__QUOTED PASSAGE__
• • • • • • •

FIG. 3 is a block diagram of the noise suppression apparatus according to the second embodiment of the present invention. In the noise suppression apparatus of the second embodiment, a component in which the spectral subtraction of the first embodiment is applied to a form of multiplication with a transfer function is shown. While the first embodiment represents a suppression method of subtraction shown in equation (3), the second embodiment represents a suppression method of multiplication shown in equation (4). These are substantially the same. Accordingly, in the following embodiments, the suppression method of subtraction shown in equation (3) can be also realized. As a difference between the first embodiment and the second embodiment, the noise suppression unit 104, the noise excess suppression unit 105, and the noise level correction signal generation unit 106 are respectively replaced by a suppression coefficient calculation unit 204, an excess suppression coefficient calculation unit 205, and a noise level correction coefficient generation unit 206. Furthermore, a multiplication unit 211 to multiply the input signal with a weight coefficient as output of the switching unit 209 is added.

The suppression coefficient calculation unit 204 calculates a suppression coefficient as follows.

\begin{matrix} ws (f) = {Max (\frac{({\langle X (f) \rangle}^{b} - α s {\langle Ne (f) \rangle}^{b})}{{\langle X (f) \rangle}^{b}}, β)}^{(\frac{1}{a})} & (9) \end{matrix}

The excess suppression coefficient calculation unit 205 calculates a suppression coefficient as follows.

\begin{matrix} wn (f) = {Max (\frac{({\langle X (f) \rangle}^{b} - α n {\langle Ne (f) \rangle}^{b})}{{\langle X (f) \rangle}^{b}}, β)}^{(\frac{1}{a})} & (10) \end{matrix}

As mentioned-above, in the case of “(a, b)=(1, 1)”, the noise suppression is the same as a spectral subtraction using am amplitude spectral. In the case of “(a, b)=(2, 2)”, the noise suppression is the same as a spectral subtraction using a power spectral. In the case of “(a, b)=(1, 2)”, the noise suppression is the same as a form of Winner filter. In the suppression coefficient calculation unit 204, the suppression coefficient is “αs”, and set as suppression not to distort a voice in the voice section. In the excess suppression coefficient calculation unit 205, the suppression coefficient is “αn”, and set as a large coefficient to sufficiently eliminate the musical noise in the noise section. This feature is the same as the first embodiment.

In the noise level correction coefficient generation unit 206, a weight coefficient corresponding to the equation (8) is calculated as follows.
wo(f)=(1−αs) (11)

• • • • • • •

__REQUIREMENT A__
Copy the records word for word, starting at the line that contains "Put a dot on the rock face" and stopping after the line that contains "<point>35,19</point>". Include both of those lines.

• • • • • • •

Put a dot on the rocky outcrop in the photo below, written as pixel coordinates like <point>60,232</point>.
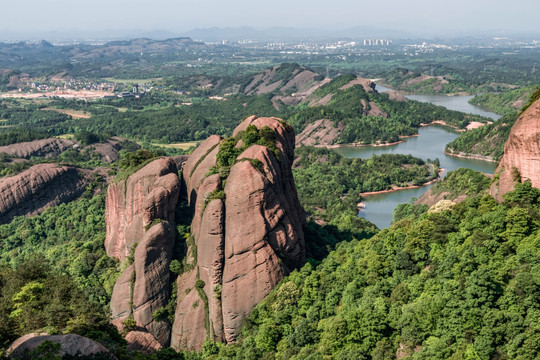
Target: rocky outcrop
<point>70,345</point>
<point>368,85</point>
<point>39,148</point>
<point>139,218</point>
<point>39,187</point>
<point>248,235</point>
<point>521,159</point>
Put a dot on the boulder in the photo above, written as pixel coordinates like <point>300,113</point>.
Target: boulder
<point>41,186</point>
<point>39,148</point>
<point>70,344</point>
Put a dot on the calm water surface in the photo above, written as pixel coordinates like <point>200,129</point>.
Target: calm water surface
<point>458,103</point>
<point>429,144</point>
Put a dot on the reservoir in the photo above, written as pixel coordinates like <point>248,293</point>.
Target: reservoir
<point>458,103</point>
<point>429,144</point>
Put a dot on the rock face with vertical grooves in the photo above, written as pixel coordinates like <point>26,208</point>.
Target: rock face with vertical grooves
<point>139,218</point>
<point>41,148</point>
<point>521,159</point>
<point>248,235</point>
<point>38,188</point>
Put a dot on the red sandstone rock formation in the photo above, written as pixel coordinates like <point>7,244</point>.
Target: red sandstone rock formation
<point>521,159</point>
<point>247,240</point>
<point>139,218</point>
<point>39,187</point>
<point>70,344</point>
<point>246,235</point>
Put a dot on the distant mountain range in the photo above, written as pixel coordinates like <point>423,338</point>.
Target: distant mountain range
<point>216,34</point>
<point>290,34</point>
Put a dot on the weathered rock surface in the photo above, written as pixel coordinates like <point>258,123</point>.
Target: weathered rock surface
<point>39,187</point>
<point>248,236</point>
<point>151,193</point>
<point>140,215</point>
<point>71,344</point>
<point>521,159</point>
<point>42,148</point>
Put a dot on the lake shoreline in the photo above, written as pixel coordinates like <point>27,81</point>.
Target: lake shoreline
<point>471,156</point>
<point>335,146</point>
<point>398,188</point>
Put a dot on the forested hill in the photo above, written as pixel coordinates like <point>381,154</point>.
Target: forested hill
<point>488,141</point>
<point>462,283</point>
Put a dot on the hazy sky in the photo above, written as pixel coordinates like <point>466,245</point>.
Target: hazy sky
<point>435,16</point>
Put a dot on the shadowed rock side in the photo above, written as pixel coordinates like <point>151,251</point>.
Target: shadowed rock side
<point>40,148</point>
<point>38,188</point>
<point>247,238</point>
<point>521,159</point>
<point>139,218</point>
<point>70,345</point>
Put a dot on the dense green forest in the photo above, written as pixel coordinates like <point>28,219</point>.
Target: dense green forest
<point>458,284</point>
<point>505,103</point>
<point>164,117</point>
<point>489,140</point>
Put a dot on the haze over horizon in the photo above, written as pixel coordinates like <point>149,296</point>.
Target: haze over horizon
<point>35,19</point>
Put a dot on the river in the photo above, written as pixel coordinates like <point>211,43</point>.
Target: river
<point>429,144</point>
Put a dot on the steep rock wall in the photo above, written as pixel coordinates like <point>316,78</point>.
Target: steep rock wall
<point>39,187</point>
<point>521,159</point>
<point>248,235</point>
<point>139,218</point>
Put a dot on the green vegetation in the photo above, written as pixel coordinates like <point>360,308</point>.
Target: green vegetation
<point>506,103</point>
<point>457,284</point>
<point>329,185</point>
<point>229,149</point>
<point>351,108</point>
<point>462,182</point>
<point>17,135</point>
<point>45,263</point>
<point>487,140</point>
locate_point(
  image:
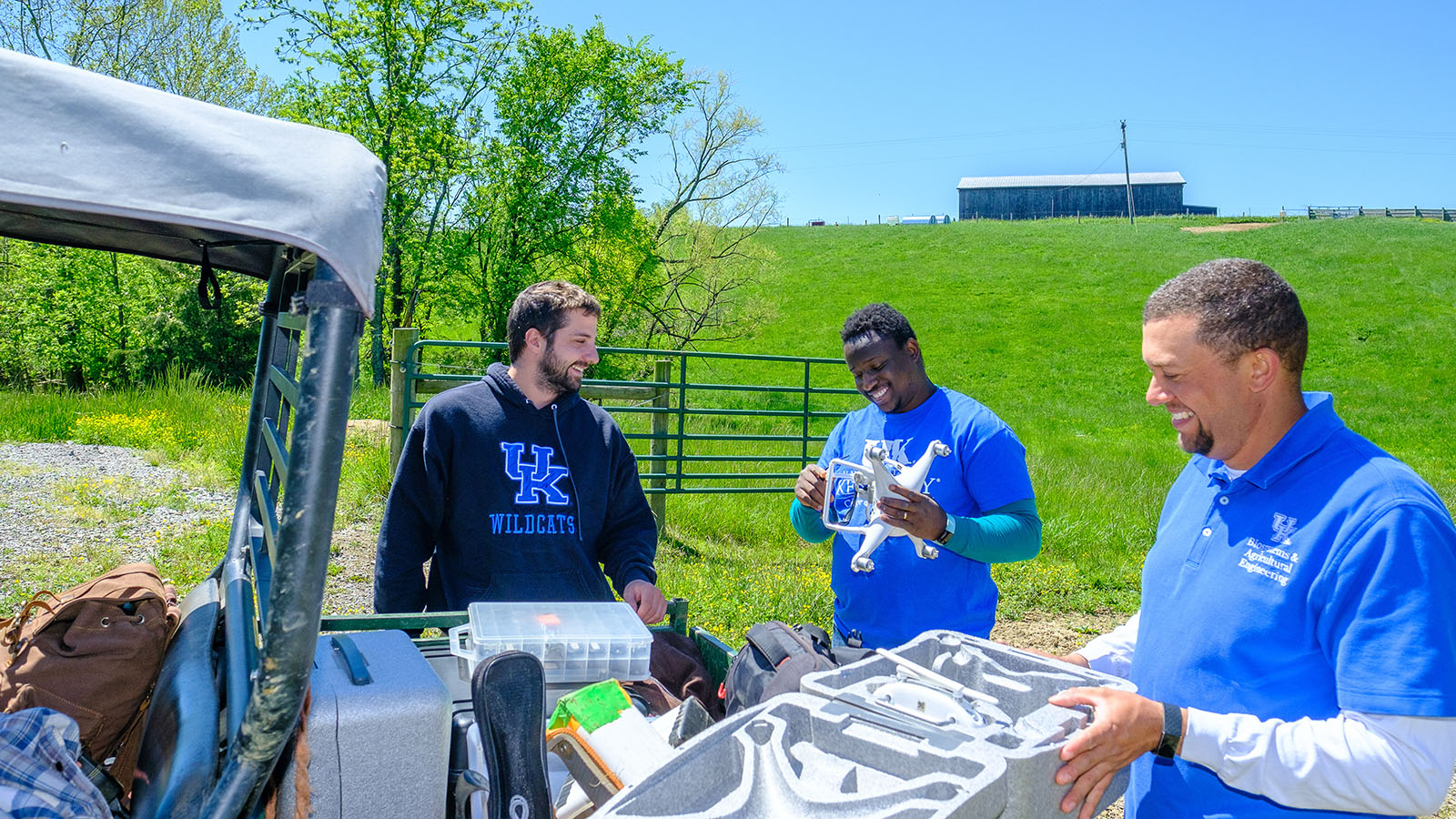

• • • • • • •

__REQUIREMENT B__
Continue the description of the noise suppression apparatus from the point where it stops.

__REPLY A__
Put a dot on the rock face with vertical grooves in the photo above, written as pixel coordinates like <point>26,208</point>.
Target: rock face with vertical grooves
<point>139,218</point>
<point>41,148</point>
<point>521,159</point>
<point>248,235</point>
<point>38,188</point>
Put a dot on the red sandstone rock formation in the photo above, written as pixel coordinates like <point>7,244</point>.
Target: red sandstone rock formation
<point>521,159</point>
<point>247,240</point>
<point>139,218</point>
<point>39,187</point>
<point>70,344</point>
<point>246,235</point>
Put a dot on the distant mountain range in the photo above, written as pixel coordinates like <point>423,338</point>.
Target: distant mountain range
<point>216,34</point>
<point>290,34</point>
Put a dot on the weathered rock surface in the photo above, written as pixel coordinates like <point>258,123</point>.
Target: weathered rock surface
<point>39,187</point>
<point>248,236</point>
<point>151,193</point>
<point>140,215</point>
<point>71,344</point>
<point>521,159</point>
<point>42,148</point>
Put a dot on the lake shoreline in the photo above, written as pixel coordinates like <point>27,81</point>.
Target: lake shoreline
<point>471,156</point>
<point>335,146</point>
<point>398,188</point>
Put a dot on the forested hill in the photo above, written as pixel coordinates like <point>381,154</point>.
Target: forested hill
<point>488,141</point>
<point>462,283</point>
Put a dot on the hazy sky in the photo above, written as pixel coordinates like <point>466,245</point>.
Target: hazy sky
<point>435,16</point>
Put a dot on the shadowed rock side in the photo above, written as pixel coordinates like <point>151,251</point>.
Target: shadowed rock side
<point>40,148</point>
<point>38,188</point>
<point>247,238</point>
<point>521,159</point>
<point>139,218</point>
<point>70,345</point>
Put a dot on the dense green forest in the photo above, written as pixel coordinates like <point>28,219</point>.
Target: dense green forest
<point>458,284</point>
<point>505,103</point>
<point>164,117</point>
<point>489,140</point>
Put a dot on the haze over horizon in the photo above, written as pixel coordinates like <point>149,296</point>.
Target: haze over horizon
<point>35,19</point>

__REPLY B__
In an adder 207, following calculation is executed.
wno(f)=wn(f)+wo(f) (12)

Based on a result of the voice/noise decision unit 208, the switching unit 209 selects ws(f) or wno(f), and outputs the last weight coefficient ww(f). In the multiplier 211, this weight coefficient ww(f) is multiplied with a spectral X(f) of the input signal, and an output signal S(f) is calculated as follows.
S(f)=ww(f)X(f) (13)

In the second embodiment, expression of the first embodiment is only replaced by a multiplication form of a transfer function. However, by smoothing of |X(f)|, a local variation of weight coefficient calculated by equations (9) and (10) is suppressed, and change of the weight coefficient can be smoothed. As a result, voice quality improves.

On the other hand, X(f) of equation (13) becomes unclear by smoothing. Accordingly, smoothing should not be executed. As a smoothing method of X(f) of equations (9) and (10), for example, a method of equation (6) can be used. The smoothing method of the second embodiment can be executed in the first embodiment. However, in the second embodiment, the smoothing can be more simply executed.

In the same way as in the first embodiment, in the case that the suppression coefficient “αs” of the voice section is near “1”, a gain (1−αs) of noise to be added is a small value. In this case, the noise need not be added because a difference of noise level between the voice section and the noise section is hard to perceive. Furthermore, in the case of noise of large variance, the difference of noise level can not be completely compensated irrespective of using this method. In this case, a compensation method taking variance into account can be used.

FIG. 4 is a block diagram of the noise suppression apparatus according to the third embodiment of the present invention. In the second embodiment, the voice/noise decision unit 208 decides based on the input signal x(t). However, in the third embodiment, a voice/noise decision unit 308 decides an estimation noise |Ne(f)| and an input signal (frequency) |X(f)|. A ratio “SNR” of the estimation noise |Ne(f)| to the input signal is calculated as follows.

\begin{matrix} SNR = \frac{\sum_{f = 0}^{M - 1} {\langle X (f) \rangle}^{2}}{\sum_{f = 0}^{M - 1} {\langle N (f) \rangle}^{2}} & (14) \end{matrix}

In the third embodiment, this ratio is used to select the weight coefficient. “SNR” may be calculated not in all bands, but only in a band concentrating voice power.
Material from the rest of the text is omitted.